Brief -> Please return, unchanged, the lines of the records from the line containing "If you could identify the tree in" through the end of the records, with both ends included.

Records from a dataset
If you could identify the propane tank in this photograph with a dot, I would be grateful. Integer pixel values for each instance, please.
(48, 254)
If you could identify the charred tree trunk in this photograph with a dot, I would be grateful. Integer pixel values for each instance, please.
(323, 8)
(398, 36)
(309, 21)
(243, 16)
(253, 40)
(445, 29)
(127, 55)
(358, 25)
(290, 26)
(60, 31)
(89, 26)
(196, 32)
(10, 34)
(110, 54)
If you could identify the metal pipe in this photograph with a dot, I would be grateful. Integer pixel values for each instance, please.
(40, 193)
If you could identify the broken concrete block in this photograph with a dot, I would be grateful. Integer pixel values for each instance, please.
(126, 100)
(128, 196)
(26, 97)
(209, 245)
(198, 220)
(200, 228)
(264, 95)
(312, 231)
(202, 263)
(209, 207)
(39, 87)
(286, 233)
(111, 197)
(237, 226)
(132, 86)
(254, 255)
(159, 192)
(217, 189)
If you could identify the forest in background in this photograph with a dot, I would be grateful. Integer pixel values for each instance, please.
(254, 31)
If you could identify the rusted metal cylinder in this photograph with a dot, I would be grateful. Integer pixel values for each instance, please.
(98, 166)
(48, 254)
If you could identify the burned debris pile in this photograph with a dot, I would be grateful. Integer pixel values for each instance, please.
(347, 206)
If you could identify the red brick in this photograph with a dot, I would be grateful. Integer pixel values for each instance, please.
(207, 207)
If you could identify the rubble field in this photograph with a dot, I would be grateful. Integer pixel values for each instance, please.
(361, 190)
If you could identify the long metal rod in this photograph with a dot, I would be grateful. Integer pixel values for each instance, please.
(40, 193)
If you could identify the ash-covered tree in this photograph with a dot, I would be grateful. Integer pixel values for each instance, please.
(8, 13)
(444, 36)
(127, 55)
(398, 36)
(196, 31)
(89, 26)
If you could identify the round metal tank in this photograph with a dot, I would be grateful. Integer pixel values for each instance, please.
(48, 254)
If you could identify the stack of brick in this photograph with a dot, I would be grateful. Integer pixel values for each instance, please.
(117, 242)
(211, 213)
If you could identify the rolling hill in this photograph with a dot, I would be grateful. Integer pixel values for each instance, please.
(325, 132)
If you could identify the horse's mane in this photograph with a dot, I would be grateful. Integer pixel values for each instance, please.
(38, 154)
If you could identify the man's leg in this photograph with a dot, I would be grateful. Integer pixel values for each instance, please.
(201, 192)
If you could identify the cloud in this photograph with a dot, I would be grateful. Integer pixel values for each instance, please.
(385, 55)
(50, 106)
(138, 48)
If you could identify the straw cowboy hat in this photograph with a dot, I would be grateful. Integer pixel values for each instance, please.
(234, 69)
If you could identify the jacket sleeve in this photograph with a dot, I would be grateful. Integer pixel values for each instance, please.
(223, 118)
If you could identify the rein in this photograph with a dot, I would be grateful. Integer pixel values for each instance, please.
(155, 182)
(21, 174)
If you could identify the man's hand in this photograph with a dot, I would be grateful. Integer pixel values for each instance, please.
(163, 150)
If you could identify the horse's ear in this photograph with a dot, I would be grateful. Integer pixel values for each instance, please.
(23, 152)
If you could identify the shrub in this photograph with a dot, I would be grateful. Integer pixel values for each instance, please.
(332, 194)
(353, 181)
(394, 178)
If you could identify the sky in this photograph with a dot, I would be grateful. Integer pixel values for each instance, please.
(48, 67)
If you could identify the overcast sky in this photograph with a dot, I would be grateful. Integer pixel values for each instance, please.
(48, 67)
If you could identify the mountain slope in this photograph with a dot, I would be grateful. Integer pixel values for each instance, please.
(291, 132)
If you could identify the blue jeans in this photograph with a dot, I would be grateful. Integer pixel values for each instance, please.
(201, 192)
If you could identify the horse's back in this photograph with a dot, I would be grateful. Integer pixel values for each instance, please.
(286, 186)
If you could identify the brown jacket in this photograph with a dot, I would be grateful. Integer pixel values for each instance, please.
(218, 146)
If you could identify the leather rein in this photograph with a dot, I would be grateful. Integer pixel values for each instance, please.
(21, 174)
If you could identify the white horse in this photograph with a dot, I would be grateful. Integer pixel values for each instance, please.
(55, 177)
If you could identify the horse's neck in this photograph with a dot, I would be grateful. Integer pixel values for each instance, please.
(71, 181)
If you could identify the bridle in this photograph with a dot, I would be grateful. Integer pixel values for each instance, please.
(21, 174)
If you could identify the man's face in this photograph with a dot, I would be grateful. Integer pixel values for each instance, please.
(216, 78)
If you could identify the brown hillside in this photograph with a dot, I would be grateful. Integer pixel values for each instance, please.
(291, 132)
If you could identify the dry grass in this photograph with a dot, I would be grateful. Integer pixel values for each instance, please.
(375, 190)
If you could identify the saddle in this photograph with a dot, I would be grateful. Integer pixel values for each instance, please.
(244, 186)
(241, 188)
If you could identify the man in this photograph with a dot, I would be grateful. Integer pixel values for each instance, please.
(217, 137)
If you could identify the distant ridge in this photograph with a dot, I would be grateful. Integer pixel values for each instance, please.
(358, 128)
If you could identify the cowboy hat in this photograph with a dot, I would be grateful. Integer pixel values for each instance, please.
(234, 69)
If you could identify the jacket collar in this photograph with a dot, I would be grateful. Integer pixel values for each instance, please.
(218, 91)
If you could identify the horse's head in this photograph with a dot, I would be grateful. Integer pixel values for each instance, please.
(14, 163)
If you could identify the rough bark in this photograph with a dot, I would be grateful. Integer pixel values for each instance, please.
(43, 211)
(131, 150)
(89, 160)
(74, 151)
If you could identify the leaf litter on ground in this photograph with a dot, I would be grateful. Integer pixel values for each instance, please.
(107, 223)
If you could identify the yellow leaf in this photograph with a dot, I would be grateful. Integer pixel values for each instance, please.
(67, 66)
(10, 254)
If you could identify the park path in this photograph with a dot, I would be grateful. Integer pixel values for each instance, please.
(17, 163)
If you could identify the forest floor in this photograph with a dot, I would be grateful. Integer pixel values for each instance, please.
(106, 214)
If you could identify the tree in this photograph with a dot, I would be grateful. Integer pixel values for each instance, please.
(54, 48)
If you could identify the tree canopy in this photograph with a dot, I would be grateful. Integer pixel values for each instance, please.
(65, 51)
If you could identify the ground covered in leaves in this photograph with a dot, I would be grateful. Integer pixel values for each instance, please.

Result below ->
If you could identify the tree in this photograph with a dot, I would be grateful. Integer pixel values for each instance, please.
(54, 48)
If you could identify the tree canopy in this photograph with a dot, I would be grateful. Integer pixel values for each instance, please.
(65, 51)
If you could identify the ground covered in leaves in this photograph with a dot, I would be grateful. Integer pixel values for each instance, please.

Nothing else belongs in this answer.